> Instruction 1: Report every line of the records below that contains the string "flagpole", copying each such line in full.

> Text section:

20th Clan Chief 16th Laird of Duart 4th Baronet
- In office 1674–1716
- Preceded by: Sir Allan Maclean, 3rd Baronet, father
- Succeeded by: Sir Hector Maclean, 5th Baronet, son

Personal details
- Born: John Maclean 1670
- Died: March 1716 (age 46)
- Children: Sir Hector Maclean, 5th Baronet, Katherine Maclean
- Parent: Sir Allan Maclean, 3rd Baronet (father);

= Sir John Maclean, 4th Baronet =

Scottish clan chief

Sir John Maclean, 4th Baronet of Duart and Morvern (1670–1716) was the 20th Clan Chief of Clan Maclean from 1674 to 1716. He was the 16th and last Laird of Duart, when in 1691 he lost Castle Duart to Archibald Campbell, 1st Duke of Argyll. The castle wasn't recovered by Clan Maclean until 1912 until it was purchased by Fitzroy Donald Maclean, 221 years later.

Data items
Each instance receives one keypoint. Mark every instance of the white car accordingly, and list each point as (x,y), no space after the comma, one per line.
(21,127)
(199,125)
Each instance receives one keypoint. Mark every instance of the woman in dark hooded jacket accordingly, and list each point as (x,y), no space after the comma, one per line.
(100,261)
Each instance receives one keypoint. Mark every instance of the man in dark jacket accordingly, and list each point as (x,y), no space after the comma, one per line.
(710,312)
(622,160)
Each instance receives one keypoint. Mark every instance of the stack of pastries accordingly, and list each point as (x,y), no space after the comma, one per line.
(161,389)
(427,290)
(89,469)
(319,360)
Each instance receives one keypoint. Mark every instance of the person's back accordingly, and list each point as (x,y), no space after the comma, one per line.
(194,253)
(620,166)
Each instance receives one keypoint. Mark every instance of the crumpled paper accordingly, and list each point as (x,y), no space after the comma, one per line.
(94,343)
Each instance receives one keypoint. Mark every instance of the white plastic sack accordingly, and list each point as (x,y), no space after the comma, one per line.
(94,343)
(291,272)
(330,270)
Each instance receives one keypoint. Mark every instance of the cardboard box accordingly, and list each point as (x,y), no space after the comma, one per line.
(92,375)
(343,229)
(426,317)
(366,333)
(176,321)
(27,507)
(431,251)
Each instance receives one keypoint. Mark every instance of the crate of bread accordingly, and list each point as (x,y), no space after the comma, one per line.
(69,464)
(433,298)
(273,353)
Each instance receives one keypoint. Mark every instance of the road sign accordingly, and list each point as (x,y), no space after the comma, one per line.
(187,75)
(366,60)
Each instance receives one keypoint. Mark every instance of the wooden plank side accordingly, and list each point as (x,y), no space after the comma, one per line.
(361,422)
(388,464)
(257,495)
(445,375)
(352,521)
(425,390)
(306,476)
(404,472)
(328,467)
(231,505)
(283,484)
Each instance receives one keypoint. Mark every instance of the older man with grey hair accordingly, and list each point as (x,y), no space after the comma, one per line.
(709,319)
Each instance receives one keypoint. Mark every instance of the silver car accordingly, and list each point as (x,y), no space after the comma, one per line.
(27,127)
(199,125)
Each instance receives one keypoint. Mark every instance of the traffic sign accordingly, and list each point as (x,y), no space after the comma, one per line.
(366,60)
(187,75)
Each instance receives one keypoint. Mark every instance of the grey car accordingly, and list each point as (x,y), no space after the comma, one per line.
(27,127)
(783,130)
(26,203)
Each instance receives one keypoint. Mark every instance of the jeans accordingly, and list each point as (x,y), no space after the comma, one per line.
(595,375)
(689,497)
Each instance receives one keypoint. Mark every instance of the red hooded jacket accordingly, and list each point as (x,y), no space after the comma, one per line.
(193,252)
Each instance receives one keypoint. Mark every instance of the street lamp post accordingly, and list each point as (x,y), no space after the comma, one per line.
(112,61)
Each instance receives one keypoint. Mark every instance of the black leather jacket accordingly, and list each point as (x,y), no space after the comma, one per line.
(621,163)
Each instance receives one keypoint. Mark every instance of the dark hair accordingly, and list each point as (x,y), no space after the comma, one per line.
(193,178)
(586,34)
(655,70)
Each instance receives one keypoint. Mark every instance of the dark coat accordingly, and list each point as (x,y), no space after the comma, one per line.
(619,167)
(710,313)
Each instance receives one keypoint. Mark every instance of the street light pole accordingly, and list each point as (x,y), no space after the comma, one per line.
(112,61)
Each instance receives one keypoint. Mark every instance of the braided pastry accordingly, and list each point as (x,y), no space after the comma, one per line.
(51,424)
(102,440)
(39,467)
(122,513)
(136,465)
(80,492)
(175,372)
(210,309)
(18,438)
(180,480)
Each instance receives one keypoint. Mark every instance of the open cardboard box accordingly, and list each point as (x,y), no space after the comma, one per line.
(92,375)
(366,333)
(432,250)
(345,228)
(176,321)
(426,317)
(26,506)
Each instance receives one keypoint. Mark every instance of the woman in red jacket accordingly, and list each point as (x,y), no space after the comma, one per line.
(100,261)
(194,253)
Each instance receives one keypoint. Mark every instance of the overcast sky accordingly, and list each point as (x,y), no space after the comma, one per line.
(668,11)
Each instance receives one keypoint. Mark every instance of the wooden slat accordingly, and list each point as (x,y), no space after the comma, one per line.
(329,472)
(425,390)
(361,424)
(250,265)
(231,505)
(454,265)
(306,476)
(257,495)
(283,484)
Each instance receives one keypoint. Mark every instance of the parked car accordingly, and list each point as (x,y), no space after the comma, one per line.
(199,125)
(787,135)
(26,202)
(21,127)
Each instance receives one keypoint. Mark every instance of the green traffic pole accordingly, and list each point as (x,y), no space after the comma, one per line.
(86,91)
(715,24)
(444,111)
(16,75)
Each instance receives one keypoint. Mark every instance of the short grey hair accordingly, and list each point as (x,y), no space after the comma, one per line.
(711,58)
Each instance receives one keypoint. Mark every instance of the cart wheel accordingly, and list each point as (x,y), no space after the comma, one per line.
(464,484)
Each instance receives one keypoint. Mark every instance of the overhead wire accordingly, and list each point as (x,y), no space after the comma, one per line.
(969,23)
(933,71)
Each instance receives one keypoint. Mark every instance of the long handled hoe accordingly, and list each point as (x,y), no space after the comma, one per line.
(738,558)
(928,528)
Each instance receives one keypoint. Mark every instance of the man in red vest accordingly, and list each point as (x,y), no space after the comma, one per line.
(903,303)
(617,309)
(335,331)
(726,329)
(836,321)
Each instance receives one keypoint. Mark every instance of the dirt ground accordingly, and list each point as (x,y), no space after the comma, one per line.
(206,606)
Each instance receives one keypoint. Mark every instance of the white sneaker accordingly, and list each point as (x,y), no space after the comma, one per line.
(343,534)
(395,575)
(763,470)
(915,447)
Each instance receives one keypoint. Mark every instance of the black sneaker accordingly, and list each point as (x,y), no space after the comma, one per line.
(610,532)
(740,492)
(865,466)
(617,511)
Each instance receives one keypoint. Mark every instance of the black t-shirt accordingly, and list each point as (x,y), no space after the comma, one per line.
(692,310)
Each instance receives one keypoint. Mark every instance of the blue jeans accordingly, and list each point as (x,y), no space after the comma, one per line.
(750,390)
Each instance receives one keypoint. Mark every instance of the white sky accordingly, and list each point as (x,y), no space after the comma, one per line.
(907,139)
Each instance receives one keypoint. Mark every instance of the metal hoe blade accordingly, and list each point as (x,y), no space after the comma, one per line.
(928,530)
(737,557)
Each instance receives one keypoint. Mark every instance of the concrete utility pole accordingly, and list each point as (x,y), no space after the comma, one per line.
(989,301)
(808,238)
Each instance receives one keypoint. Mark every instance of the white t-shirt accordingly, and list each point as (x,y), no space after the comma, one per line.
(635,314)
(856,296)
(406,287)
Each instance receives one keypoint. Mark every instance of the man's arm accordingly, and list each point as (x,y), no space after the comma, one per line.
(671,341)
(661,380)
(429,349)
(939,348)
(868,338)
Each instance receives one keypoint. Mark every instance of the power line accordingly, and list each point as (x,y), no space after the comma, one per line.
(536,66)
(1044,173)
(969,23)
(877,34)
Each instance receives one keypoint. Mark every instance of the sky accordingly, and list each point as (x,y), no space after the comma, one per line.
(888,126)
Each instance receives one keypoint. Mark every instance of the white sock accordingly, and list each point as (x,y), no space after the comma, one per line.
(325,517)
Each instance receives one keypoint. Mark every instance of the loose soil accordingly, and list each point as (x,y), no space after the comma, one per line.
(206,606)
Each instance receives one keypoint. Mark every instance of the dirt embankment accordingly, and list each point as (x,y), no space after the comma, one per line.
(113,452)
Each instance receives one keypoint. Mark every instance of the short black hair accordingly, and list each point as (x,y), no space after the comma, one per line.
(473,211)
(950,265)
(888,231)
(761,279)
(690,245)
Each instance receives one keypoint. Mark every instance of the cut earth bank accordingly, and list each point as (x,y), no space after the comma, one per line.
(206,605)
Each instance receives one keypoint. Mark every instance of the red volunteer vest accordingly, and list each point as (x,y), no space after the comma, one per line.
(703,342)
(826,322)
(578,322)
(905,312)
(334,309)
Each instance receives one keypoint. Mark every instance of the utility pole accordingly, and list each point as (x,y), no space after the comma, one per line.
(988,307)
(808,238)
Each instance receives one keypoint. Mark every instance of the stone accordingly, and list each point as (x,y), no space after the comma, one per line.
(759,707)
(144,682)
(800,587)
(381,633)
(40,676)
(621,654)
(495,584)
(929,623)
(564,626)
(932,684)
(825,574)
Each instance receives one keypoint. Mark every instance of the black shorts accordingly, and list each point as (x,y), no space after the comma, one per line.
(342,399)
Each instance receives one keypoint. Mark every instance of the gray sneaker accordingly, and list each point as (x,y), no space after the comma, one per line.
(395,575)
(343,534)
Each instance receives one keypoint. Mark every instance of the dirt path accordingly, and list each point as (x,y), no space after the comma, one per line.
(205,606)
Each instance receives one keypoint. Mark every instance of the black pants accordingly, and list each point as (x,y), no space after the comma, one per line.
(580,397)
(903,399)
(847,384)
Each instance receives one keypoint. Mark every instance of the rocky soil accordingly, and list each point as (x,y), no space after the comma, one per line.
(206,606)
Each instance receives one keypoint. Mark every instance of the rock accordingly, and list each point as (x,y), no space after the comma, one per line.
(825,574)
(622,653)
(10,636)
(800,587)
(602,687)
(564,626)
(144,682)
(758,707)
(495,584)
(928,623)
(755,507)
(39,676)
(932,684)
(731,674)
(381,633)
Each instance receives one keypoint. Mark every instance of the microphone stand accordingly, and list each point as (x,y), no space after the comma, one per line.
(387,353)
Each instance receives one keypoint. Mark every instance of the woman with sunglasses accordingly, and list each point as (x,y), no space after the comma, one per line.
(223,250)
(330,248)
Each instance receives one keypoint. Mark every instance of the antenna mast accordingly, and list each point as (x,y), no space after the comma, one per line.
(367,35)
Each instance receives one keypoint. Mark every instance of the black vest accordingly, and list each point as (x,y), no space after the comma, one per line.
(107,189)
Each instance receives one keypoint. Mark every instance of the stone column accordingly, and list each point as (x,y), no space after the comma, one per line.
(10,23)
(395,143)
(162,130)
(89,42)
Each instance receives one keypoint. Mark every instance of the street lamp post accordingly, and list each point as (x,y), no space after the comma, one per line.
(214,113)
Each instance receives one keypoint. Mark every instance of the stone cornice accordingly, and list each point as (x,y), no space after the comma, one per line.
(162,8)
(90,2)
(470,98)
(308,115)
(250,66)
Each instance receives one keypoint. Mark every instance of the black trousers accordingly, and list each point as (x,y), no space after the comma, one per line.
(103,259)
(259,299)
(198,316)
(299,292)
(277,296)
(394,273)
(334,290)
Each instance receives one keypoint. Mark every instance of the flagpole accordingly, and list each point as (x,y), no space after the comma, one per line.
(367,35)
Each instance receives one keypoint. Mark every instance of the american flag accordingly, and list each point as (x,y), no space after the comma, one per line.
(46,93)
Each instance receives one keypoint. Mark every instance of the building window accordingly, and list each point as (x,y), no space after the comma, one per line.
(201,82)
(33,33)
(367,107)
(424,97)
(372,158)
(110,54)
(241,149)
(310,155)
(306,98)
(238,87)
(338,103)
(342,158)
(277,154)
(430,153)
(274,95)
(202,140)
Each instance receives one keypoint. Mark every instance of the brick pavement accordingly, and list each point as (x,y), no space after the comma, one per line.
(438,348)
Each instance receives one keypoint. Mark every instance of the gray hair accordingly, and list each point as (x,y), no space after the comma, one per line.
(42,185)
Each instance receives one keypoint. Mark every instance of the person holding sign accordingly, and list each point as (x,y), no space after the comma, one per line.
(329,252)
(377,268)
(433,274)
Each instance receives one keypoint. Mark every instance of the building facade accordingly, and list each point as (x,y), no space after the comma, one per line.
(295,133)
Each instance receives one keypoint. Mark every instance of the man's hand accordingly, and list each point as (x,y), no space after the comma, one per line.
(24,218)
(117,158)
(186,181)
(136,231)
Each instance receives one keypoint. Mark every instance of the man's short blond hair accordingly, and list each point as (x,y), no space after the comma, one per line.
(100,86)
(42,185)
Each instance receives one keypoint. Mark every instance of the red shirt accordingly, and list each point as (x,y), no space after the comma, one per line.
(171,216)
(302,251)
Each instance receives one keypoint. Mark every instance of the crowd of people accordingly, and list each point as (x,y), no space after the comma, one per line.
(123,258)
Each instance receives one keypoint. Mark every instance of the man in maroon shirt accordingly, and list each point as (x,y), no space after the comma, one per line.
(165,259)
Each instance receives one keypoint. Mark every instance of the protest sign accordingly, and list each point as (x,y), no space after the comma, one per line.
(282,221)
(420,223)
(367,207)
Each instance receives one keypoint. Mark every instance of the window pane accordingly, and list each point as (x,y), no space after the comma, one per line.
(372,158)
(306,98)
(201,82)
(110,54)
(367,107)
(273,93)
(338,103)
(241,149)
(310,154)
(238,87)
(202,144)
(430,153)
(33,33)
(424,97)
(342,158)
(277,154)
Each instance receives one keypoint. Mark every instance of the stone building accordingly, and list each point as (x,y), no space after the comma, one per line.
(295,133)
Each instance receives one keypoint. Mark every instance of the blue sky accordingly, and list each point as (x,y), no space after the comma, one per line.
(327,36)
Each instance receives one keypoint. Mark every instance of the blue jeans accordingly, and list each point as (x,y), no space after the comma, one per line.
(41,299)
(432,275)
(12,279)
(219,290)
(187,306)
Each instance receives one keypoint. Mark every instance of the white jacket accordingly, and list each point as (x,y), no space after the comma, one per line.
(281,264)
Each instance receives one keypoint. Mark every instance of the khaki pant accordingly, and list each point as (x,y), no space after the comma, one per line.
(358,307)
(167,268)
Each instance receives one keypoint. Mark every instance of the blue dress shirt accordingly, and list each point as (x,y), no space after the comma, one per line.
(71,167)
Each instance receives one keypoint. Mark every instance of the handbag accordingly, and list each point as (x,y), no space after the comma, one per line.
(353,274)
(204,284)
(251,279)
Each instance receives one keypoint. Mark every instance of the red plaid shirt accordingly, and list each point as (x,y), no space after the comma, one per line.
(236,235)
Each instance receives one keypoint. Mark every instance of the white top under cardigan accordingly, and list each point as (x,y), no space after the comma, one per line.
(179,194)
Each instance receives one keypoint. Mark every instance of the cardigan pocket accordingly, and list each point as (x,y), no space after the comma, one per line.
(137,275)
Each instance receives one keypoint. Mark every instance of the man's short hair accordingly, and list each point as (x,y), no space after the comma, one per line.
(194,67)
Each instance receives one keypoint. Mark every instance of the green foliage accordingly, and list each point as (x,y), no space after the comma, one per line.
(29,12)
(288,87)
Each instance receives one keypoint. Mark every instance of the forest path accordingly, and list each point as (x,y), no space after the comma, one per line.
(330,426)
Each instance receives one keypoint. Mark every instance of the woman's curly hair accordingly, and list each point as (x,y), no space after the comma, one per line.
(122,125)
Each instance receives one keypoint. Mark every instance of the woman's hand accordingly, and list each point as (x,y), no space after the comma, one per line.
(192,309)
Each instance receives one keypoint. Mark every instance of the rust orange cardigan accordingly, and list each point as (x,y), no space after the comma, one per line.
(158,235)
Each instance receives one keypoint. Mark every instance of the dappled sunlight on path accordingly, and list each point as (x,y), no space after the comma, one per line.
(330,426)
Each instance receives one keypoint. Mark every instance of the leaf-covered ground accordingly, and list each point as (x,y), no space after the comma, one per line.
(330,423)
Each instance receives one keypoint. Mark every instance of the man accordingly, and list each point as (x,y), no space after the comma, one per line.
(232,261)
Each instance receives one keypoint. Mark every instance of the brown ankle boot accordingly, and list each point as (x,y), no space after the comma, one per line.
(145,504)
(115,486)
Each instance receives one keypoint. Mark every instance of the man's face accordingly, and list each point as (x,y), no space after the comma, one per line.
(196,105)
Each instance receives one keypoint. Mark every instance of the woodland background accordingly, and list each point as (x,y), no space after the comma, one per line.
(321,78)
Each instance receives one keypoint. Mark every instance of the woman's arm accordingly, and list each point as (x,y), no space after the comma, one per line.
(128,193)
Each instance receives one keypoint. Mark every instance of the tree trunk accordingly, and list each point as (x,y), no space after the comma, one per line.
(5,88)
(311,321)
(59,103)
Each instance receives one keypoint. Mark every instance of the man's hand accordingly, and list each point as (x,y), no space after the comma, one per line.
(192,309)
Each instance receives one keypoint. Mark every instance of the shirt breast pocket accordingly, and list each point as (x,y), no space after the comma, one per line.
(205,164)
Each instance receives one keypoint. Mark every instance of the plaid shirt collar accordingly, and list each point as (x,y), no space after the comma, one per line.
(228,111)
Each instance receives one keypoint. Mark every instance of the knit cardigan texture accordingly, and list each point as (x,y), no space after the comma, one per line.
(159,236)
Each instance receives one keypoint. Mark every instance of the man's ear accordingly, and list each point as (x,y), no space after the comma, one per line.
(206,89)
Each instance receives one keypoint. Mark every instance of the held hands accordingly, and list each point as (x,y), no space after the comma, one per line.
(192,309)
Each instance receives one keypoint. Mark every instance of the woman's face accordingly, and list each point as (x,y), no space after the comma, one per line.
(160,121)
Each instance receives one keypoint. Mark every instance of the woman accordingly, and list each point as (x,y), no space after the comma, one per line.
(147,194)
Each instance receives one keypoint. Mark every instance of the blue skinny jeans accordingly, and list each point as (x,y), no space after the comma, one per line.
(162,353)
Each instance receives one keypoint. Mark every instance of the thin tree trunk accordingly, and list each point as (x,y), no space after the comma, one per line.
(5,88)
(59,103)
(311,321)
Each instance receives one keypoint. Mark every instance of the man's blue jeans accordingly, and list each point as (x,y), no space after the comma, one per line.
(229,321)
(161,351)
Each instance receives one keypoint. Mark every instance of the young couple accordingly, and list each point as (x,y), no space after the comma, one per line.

> Instruction 2: In the text on Sir John Maclean above, condense the paragraph beginning "Sir John Maclean, 4th Baronet of Duart and Morvern" into a shorter version that keeps its main facts.

> Full output 1:
Each instance receives one keypoint. Mark every instance of the flagpole accordingly, and list each point as (x,y), no space after the comma, one per line.

> Full output 2: Sir John Maclean, 4th Baronet of Duart and Morvern (1670–1716), was the 20th chief of Clan Maclean from 1674 to 1716. He was the 16th and last Laird of Duart, losing Castle Duart to Archibald Campbell, 1st Duke of Argyll, in 1691. The clan did not regain the castle until Fitzroy Donald Maclean purchased it in 1912, 221 years later.